## Task
Reproduce the records word for word, from their start up to and including the line containing "box: [618, 707, 746, 824]". Leave the pictures out of your answer.

Segmentation mask data
------------------------

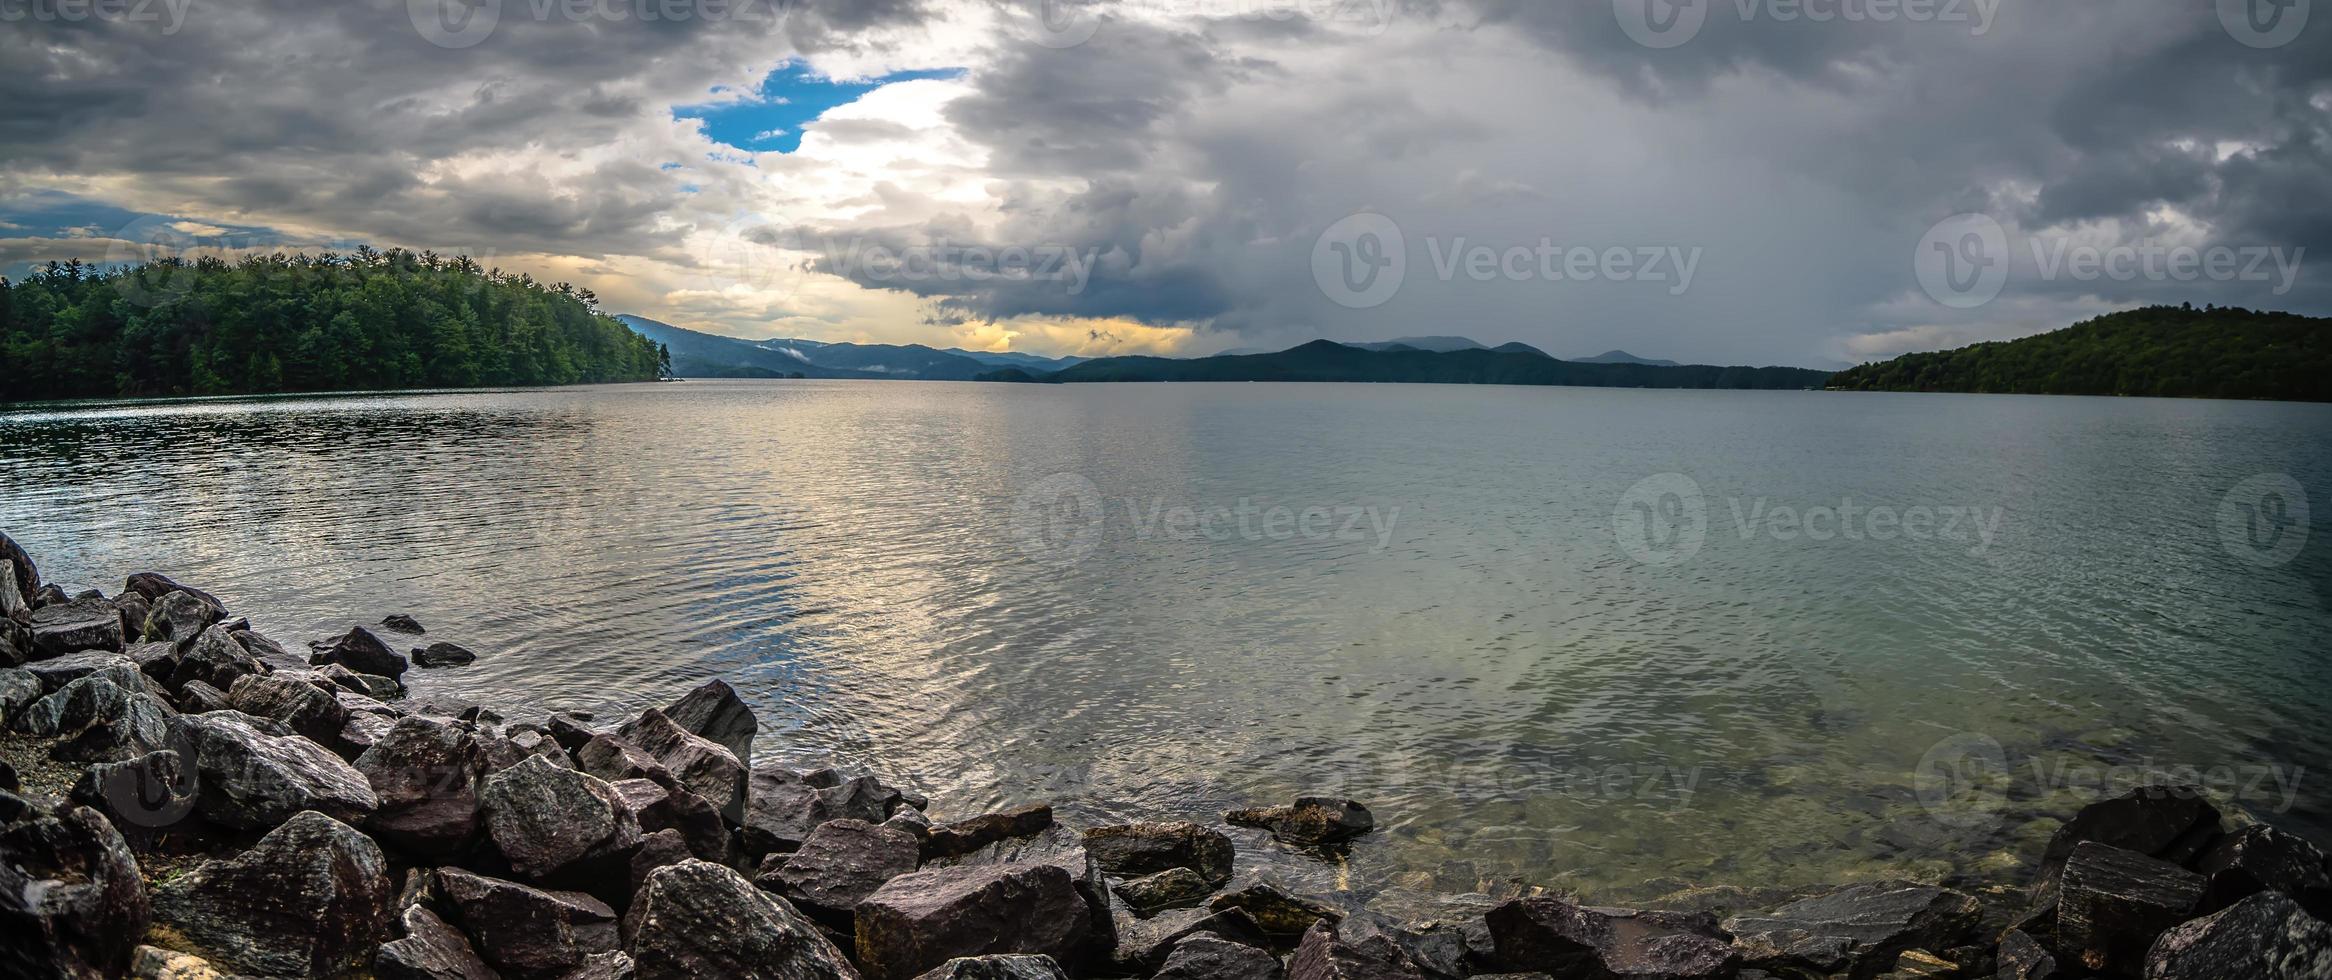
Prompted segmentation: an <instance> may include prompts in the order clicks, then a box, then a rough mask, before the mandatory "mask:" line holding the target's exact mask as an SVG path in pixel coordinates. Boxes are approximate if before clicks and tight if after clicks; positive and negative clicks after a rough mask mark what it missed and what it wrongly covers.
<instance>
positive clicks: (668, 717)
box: [618, 707, 746, 824]
mask: <svg viewBox="0 0 2332 980" xmlns="http://www.w3.org/2000/svg"><path fill="white" fill-rule="evenodd" d="M618 735H623V737H625V740H630V742H632V744H637V747H639V749H641V751H646V754H648V756H655V761H658V763H665V768H667V770H672V777H674V779H679V782H681V786H688V791H693V793H697V796H702V798H707V800H714V805H716V807H721V819H728V821H730V824H744V800H746V775H744V763H739V761H737V754H732V751H728V749H725V747H721V744H718V742H711V740H707V737H702V735H695V733H690V730H688V728H681V726H679V723H674V721H672V719H669V716H665V712H658V709H653V707H651V709H648V712H644V714H641V716H639V719H634V721H632V723H627V726H623V728H618Z"/></svg>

------------------------

## Completed task
Prompted segmentation: an <instance> may include prompts in the order clicks, then a box, then a rough mask, before the mandatory "mask:" line holding the target's exact mask as an SVG path in pixel coordinates. Boxes are approximate if before clicks and tight if after clicks; positive and negative clicks after a rough mask mark what it missed and what it wrongly covers.
<instance>
positive clicks: (668, 717)
box: [618, 707, 746, 824]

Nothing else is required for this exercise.